§ GIVEN REQUEST:
Name every student organization that the text on counter-revolution in Pakistan mentions.

COUNTER-REVOLUTION COMES TO PAKISTAN

From the nation’s birth, the Pakistani ruling elites looked towards the US for their survival rather than charting out a sovereign path for national development. The signing of US-led military pacts, such as SEATO and CENTO in the 1950s, cemented the country’s place firmly in the anti-communist and anti-Soviet camp during the Cold War.

This fateful decision created many political distortions, including the elevation of the military as the primary arbiter on international and domestic issues, and the concomitant centralisation of state power. Such authoritarianism both fuelled dissent across the country, often led by the youth, while also triggering violent responses from the state, which had increasingly begun viewing any form of agitation through a myopic national security lens.

The 1951 language riots in Dhaka and the student movement in Karachi in 1953 were some of the earliest examples of the coming clashes between an uncompromising authoritarian state and a rebellious youth refusing to surrender.

The language riots stemmed from the imposition of Urdu on the Bengali population, while the 1953 movement began with a charter of demands presented to the government by the Democratic Students Federation (DSF), only to see their procession gunned down by the police, which murdered 27 people. A year later, the DSF, an affiliate of the Communist Party of Pakistan (CPP), was banned along with the CPP, as a ferocious anti-communist fervour took hold amongst the ruling classes in Pakistan.

To promote ‘pro-state’ sentiments among students, the government facilitated the formation of the National Students Federation (NSF) in 1955. However, this soon proved to be a clumsy decision, as the group was quickly infiltrated by leftist elements who rebranded it as a major progressive student organisation. Incidentally, the organisation first showed its muscle in 1962, when it led a protest against the CIA-backed overthrow of the Congolese revolutionary government led by the charismatic Patrice Lumumba.

The protests resulted in severe backlash by the Ayub Khan-led military government, triggering a mass student movement that became one of the most significant protest movements against the military junta at the time. Throughout the 1960s, the NSF gained momentum as the foremost student body in the country, only rivalled by the right-wing Islami Jamiat-i-Talaba (IJT).

Rows from a segmentation dataset:
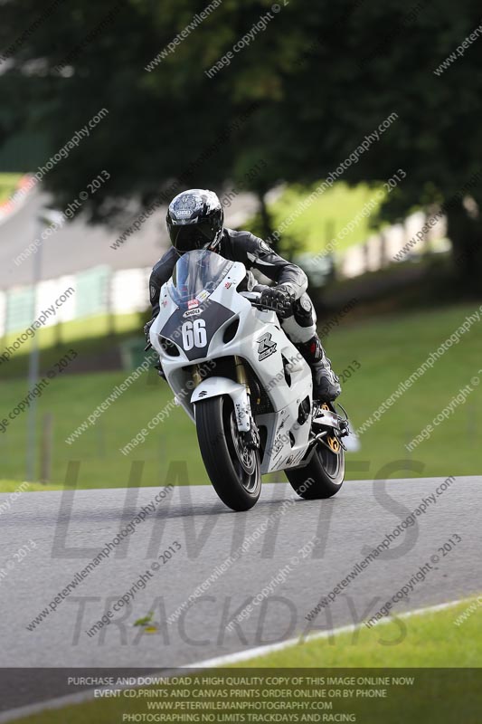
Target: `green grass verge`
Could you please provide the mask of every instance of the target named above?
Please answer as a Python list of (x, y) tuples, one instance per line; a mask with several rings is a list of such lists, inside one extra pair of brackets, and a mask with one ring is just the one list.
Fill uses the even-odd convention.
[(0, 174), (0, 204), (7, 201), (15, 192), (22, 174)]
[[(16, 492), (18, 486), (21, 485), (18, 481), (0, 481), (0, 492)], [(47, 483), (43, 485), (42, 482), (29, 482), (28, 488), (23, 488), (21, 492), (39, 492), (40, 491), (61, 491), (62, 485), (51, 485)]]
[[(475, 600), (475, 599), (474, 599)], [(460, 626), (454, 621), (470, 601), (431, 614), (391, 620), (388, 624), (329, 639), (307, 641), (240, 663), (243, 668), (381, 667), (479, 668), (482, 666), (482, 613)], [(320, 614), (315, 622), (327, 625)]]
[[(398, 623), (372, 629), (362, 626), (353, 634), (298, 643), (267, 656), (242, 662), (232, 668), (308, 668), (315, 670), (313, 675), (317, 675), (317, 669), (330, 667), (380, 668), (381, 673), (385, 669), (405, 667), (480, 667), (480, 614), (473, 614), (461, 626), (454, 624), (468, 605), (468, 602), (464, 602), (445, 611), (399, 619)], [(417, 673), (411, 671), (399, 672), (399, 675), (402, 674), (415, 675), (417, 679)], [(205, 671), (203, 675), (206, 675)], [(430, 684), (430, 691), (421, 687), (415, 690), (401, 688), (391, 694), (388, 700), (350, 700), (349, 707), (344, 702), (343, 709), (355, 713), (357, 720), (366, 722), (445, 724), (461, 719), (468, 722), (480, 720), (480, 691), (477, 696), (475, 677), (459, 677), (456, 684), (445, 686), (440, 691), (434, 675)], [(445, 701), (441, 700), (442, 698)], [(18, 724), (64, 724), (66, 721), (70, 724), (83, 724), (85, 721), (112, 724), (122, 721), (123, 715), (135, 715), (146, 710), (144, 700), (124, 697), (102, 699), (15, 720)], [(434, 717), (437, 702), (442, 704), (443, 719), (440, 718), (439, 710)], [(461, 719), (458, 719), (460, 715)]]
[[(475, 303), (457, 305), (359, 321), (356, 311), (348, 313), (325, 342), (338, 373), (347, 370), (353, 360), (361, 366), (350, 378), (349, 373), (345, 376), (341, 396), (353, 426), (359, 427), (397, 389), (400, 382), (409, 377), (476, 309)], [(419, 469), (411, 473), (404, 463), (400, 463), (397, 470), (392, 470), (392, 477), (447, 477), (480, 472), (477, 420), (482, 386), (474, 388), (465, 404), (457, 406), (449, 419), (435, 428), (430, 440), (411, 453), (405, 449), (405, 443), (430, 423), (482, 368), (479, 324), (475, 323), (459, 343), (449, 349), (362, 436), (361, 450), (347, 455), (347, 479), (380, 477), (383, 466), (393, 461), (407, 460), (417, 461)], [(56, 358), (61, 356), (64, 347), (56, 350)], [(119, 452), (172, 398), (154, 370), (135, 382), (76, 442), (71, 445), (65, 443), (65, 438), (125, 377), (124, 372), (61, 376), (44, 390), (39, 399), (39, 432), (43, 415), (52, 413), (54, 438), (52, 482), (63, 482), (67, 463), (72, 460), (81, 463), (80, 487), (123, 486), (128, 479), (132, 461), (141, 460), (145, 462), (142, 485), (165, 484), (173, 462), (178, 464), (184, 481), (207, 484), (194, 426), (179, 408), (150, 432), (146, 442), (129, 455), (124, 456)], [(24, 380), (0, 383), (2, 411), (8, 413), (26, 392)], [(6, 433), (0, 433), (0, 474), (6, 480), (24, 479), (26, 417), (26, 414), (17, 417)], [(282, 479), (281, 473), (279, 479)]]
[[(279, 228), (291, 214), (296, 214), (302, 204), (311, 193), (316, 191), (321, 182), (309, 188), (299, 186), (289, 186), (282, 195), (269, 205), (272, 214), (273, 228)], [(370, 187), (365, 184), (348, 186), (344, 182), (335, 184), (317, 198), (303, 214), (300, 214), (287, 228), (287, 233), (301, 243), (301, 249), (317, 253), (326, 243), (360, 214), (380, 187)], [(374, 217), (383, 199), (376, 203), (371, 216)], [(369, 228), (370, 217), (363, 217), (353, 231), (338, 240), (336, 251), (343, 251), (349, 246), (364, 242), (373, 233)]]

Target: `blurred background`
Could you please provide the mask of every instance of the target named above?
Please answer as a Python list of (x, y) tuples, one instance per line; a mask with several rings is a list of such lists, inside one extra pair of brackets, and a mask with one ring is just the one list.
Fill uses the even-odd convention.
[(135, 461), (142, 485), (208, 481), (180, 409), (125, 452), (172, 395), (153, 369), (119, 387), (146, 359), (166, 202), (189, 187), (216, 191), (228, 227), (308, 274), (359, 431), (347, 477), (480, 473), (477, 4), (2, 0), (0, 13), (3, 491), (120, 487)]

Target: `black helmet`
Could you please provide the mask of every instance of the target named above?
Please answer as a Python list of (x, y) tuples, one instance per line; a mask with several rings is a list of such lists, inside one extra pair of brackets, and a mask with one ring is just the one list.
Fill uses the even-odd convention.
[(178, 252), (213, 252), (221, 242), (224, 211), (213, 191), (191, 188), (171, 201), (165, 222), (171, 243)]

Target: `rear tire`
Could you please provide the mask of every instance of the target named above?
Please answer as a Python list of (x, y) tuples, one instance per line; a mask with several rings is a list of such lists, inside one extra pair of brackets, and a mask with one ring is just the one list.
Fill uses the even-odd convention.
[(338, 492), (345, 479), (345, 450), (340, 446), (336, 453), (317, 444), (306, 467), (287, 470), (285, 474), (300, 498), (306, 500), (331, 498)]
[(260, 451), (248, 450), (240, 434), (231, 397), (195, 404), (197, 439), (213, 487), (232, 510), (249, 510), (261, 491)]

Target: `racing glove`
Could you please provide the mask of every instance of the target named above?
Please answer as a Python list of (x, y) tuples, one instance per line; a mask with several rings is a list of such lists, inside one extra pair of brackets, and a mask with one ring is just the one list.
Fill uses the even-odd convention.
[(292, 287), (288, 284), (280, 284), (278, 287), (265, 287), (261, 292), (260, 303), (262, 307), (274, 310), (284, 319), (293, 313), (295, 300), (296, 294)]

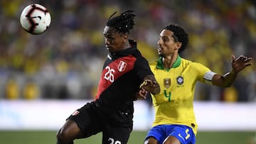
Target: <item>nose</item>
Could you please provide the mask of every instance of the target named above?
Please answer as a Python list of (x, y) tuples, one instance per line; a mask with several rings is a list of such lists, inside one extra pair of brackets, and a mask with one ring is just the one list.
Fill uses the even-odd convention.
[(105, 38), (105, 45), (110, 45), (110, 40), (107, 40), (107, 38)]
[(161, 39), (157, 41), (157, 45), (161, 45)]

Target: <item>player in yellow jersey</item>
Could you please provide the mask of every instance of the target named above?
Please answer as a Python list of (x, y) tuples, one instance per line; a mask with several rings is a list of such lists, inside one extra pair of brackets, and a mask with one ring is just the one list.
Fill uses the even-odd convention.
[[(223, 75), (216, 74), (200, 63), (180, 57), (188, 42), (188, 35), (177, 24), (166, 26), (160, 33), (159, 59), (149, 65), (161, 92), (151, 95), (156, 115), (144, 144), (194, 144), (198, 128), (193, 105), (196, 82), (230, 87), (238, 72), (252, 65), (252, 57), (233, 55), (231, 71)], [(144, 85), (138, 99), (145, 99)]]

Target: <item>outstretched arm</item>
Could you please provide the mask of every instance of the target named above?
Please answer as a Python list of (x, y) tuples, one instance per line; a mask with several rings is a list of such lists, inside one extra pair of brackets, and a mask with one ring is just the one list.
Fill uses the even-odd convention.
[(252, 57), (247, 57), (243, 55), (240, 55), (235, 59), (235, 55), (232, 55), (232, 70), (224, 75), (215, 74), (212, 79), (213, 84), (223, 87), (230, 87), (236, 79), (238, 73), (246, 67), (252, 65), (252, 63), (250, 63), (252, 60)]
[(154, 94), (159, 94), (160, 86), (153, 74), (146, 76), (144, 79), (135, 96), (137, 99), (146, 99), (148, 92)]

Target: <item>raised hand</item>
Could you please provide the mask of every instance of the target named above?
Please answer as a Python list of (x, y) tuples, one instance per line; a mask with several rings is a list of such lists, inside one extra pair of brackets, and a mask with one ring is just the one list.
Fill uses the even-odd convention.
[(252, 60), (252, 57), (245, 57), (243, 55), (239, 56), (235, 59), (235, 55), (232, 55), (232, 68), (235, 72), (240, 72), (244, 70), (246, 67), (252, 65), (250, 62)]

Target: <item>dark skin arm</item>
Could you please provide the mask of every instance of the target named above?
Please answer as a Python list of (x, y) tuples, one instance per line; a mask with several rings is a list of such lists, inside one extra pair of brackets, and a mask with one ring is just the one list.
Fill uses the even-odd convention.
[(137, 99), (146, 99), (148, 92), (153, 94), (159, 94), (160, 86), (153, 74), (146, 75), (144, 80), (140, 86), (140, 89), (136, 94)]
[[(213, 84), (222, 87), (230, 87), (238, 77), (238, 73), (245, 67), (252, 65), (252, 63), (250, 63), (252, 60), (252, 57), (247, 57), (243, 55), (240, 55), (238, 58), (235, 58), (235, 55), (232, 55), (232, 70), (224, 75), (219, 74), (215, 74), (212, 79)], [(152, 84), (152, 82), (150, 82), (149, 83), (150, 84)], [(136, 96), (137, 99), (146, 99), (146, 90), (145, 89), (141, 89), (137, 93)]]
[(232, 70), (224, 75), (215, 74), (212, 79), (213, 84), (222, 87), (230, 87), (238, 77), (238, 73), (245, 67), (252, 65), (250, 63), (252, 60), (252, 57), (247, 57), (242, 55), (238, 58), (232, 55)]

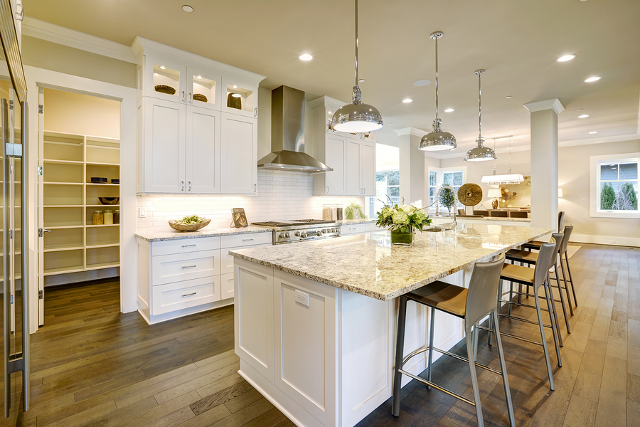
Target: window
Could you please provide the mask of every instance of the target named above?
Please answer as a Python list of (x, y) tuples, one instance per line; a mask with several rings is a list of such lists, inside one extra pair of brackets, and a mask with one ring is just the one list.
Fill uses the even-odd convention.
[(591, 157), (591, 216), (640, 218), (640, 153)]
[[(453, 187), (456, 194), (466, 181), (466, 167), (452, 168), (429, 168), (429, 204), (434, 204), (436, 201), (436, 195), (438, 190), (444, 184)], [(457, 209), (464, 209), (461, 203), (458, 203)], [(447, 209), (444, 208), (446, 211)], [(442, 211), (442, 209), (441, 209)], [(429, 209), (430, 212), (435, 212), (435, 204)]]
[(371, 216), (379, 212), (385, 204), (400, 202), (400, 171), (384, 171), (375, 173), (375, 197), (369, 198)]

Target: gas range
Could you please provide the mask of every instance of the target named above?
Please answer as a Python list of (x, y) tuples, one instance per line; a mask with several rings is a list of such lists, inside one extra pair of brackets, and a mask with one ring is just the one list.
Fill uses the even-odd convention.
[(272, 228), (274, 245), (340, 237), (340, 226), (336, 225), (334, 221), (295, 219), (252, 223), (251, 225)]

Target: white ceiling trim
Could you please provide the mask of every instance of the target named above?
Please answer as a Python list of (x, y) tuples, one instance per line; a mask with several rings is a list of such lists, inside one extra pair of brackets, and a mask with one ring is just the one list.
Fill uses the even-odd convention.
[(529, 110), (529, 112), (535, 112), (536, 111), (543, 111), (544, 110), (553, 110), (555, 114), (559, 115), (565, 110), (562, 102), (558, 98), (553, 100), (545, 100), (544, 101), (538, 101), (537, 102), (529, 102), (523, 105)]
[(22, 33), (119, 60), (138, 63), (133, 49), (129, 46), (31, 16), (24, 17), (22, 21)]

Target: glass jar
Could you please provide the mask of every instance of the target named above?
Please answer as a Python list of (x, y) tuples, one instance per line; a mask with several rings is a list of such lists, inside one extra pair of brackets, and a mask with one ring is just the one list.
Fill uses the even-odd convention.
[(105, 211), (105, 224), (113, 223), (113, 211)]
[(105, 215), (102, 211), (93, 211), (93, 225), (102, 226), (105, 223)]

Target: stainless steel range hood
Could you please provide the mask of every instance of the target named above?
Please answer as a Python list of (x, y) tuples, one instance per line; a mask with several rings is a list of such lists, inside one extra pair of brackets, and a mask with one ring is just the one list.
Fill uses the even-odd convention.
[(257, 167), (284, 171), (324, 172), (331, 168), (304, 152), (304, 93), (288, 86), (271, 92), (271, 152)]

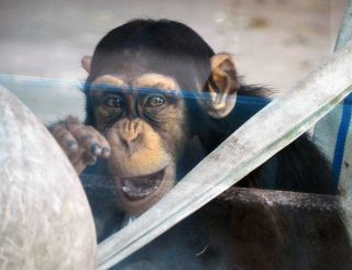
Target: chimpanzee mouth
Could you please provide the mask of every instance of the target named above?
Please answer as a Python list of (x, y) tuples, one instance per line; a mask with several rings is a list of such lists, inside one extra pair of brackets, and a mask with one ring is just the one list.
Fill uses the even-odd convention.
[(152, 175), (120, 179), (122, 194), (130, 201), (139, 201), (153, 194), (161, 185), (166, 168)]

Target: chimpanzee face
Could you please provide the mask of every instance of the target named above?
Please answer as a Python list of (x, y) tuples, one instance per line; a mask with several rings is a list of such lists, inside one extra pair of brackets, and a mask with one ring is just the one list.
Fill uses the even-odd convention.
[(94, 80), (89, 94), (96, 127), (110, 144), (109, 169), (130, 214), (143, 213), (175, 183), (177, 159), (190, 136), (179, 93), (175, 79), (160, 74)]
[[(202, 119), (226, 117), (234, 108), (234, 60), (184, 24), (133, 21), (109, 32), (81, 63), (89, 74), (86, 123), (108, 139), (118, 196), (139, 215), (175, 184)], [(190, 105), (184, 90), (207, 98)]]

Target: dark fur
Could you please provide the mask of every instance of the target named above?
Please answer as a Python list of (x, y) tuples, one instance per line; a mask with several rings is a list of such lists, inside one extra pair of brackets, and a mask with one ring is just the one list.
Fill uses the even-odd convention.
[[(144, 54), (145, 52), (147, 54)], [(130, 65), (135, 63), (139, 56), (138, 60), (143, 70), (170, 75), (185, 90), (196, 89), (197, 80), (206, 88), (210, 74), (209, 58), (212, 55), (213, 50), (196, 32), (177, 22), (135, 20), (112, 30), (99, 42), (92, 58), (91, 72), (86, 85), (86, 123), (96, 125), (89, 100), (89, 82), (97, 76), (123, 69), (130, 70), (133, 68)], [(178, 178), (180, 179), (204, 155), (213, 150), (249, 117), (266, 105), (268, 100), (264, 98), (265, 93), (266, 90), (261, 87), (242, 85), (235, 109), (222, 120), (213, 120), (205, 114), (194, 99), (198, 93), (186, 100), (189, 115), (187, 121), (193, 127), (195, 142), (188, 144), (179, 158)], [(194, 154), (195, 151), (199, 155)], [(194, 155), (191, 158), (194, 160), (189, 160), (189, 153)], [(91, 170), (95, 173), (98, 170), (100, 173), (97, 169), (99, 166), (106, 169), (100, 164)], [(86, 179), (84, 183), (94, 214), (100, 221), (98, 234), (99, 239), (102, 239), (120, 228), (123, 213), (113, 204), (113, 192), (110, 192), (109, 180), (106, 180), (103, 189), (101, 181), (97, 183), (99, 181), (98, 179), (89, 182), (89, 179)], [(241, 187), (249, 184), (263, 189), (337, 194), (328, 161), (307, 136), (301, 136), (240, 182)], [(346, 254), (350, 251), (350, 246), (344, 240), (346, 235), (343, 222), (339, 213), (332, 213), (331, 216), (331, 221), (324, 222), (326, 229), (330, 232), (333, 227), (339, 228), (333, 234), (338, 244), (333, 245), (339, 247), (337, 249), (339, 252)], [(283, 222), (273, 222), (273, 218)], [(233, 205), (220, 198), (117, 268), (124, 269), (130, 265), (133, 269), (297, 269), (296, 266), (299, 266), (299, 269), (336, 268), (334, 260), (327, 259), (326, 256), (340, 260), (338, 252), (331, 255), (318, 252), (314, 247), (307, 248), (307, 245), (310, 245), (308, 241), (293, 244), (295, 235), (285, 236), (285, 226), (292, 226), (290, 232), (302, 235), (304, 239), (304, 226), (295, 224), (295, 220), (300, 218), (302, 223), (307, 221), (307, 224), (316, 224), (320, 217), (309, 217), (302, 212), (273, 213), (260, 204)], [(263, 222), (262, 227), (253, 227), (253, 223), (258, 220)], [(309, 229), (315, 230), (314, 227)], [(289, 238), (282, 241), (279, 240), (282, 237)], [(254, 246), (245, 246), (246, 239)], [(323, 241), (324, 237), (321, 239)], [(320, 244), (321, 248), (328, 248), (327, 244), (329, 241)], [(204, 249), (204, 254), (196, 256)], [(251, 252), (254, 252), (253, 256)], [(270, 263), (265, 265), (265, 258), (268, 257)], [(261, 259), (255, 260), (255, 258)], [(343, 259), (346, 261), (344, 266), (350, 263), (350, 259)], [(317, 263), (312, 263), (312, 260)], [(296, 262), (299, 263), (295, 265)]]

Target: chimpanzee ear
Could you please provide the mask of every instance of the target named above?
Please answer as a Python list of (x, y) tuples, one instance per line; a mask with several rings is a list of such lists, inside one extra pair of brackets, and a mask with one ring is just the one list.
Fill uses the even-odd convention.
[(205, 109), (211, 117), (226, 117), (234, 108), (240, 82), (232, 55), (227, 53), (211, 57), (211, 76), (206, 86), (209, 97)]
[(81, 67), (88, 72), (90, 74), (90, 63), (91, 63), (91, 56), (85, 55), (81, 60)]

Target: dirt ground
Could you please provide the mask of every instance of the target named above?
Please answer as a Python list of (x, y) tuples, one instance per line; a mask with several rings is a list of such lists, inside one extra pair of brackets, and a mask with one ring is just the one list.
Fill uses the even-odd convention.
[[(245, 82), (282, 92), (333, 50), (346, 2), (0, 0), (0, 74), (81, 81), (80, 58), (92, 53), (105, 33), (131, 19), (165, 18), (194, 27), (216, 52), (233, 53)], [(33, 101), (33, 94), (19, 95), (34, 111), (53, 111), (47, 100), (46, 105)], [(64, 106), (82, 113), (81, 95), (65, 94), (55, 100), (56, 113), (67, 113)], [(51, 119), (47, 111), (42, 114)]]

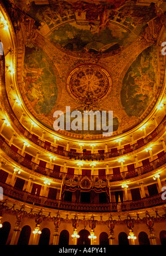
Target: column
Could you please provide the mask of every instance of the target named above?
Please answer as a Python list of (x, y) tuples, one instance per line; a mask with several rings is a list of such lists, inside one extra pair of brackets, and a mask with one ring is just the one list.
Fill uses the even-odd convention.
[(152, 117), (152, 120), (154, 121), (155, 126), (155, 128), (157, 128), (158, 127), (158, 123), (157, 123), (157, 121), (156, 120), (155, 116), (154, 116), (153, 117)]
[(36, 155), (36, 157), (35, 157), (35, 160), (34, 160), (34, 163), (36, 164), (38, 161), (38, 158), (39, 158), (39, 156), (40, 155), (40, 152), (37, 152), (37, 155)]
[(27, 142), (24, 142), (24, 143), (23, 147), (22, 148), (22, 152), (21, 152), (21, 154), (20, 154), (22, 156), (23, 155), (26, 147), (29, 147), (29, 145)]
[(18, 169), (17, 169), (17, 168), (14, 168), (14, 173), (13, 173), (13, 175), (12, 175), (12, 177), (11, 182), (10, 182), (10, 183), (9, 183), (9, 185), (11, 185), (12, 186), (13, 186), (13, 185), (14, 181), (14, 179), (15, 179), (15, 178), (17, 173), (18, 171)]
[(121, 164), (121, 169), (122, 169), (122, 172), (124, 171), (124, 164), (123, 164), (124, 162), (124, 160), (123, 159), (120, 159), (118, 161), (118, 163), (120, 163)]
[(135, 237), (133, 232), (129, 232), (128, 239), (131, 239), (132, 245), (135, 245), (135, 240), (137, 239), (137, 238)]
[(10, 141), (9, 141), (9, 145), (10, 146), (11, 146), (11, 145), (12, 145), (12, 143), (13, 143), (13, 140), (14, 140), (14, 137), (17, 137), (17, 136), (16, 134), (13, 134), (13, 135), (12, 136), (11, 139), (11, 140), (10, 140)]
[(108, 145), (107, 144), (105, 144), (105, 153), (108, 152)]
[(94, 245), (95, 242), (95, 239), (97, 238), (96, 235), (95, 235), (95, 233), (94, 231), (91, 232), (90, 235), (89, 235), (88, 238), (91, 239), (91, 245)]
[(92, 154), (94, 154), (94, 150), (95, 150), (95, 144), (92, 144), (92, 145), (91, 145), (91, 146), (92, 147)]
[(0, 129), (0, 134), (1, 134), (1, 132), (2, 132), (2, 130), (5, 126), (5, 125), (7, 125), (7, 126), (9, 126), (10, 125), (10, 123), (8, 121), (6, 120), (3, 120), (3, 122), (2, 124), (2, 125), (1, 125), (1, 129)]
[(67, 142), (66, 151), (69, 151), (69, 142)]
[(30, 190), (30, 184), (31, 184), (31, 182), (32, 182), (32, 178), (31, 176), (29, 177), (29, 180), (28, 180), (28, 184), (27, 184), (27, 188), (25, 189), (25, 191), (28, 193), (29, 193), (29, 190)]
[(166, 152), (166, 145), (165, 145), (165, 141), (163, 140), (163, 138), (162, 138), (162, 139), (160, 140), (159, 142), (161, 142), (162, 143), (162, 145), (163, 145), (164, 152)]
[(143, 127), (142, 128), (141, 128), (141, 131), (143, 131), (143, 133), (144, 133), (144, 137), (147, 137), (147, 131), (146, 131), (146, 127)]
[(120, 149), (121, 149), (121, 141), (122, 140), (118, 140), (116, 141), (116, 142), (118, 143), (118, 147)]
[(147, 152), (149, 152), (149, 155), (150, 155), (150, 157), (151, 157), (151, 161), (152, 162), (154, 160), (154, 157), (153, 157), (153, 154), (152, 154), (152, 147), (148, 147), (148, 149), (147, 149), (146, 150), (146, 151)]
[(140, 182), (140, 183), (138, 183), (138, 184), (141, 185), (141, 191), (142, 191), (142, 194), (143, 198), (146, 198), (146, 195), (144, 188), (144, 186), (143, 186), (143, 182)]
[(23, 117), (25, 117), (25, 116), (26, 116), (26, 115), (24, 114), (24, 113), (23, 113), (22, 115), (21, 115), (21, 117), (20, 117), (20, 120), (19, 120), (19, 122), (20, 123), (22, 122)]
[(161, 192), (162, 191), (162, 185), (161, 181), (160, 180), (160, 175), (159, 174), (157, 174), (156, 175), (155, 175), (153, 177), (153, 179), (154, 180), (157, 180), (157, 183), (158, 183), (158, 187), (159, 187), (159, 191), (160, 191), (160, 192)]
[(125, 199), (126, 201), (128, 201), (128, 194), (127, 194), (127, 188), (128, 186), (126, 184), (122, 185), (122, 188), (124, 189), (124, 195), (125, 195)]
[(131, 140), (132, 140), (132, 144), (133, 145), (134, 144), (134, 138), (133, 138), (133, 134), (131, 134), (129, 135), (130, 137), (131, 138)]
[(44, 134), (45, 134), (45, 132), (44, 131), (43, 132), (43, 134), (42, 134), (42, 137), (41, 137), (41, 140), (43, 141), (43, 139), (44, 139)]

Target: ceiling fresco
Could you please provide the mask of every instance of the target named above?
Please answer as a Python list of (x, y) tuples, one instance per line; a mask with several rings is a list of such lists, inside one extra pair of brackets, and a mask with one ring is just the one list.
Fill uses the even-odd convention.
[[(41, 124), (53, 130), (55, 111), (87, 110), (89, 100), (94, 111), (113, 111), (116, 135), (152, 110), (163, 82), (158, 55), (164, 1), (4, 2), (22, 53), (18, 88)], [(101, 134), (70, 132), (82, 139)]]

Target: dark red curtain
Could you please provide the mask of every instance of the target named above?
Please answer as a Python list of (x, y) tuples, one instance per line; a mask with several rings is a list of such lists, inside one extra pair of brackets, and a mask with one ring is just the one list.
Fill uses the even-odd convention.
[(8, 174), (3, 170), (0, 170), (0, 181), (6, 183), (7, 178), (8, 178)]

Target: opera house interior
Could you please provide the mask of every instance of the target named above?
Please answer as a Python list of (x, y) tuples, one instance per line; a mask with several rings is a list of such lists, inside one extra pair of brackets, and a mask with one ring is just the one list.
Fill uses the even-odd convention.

§ WRITTEN SOLUTION:
- Democratic Students Federation (DSF)
- National Students Federation (NSF)
- Islami Jamiat-i-Talaba (IJT)